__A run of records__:

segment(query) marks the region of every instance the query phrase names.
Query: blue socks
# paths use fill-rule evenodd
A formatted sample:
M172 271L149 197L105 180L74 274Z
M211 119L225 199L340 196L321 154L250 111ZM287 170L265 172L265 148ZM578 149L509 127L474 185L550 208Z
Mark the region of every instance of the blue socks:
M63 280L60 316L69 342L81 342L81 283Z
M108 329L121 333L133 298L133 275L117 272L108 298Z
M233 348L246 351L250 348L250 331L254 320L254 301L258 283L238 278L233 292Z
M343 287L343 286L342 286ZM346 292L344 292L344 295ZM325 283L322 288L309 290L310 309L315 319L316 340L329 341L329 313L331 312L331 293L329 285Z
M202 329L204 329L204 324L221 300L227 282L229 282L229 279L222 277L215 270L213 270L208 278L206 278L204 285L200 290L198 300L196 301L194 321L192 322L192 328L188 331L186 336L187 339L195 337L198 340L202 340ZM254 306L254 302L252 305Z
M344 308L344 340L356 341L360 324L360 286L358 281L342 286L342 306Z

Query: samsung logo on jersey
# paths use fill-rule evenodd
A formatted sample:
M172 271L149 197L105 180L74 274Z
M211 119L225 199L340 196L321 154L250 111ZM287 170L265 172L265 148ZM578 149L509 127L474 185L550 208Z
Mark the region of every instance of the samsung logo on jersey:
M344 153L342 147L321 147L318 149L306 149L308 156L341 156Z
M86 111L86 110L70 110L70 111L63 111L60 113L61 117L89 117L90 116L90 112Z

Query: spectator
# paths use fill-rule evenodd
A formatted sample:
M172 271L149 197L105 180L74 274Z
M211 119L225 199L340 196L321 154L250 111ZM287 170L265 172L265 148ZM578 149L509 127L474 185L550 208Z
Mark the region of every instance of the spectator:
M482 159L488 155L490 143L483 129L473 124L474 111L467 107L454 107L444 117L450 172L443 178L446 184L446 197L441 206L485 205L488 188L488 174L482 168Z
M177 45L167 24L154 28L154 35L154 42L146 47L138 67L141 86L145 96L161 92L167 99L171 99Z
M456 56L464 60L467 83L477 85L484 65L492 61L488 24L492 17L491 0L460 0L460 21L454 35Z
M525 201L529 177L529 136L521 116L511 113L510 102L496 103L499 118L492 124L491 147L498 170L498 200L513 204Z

* * *

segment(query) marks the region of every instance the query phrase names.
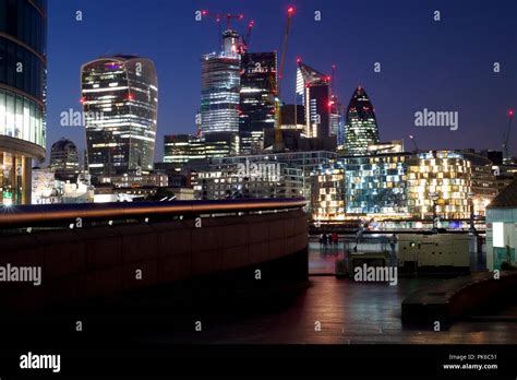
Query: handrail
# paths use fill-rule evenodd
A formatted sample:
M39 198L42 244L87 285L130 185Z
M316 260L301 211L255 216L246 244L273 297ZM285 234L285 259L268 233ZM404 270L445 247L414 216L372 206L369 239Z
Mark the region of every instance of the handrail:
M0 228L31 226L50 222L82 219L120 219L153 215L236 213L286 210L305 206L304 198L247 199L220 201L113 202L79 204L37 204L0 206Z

__Challenge__: Format the data from the line containing "Query: spectator" up to and including the line containing "M482 159L488 155L490" as a JSON list of strings, one string per line, skipping blank lines.

__Task result__:
[
  "Query: spectator",
  "# paths use fill-rule evenodd",
  "A formatted sample:",
  "M172 271L149 197L105 180L74 274Z",
  "M211 119L225 199L340 196L321 154L250 111ZM287 170L265 172L265 148ZM578 149L509 127L474 185L550 208Z",
  "Mark the region of every instance of the spectator:",
  "M482 159L488 155L490 143L483 129L473 124L474 111L467 107L454 107L444 117L450 172L443 178L446 184L446 197L441 206L485 205L488 188L488 174L482 168Z"
]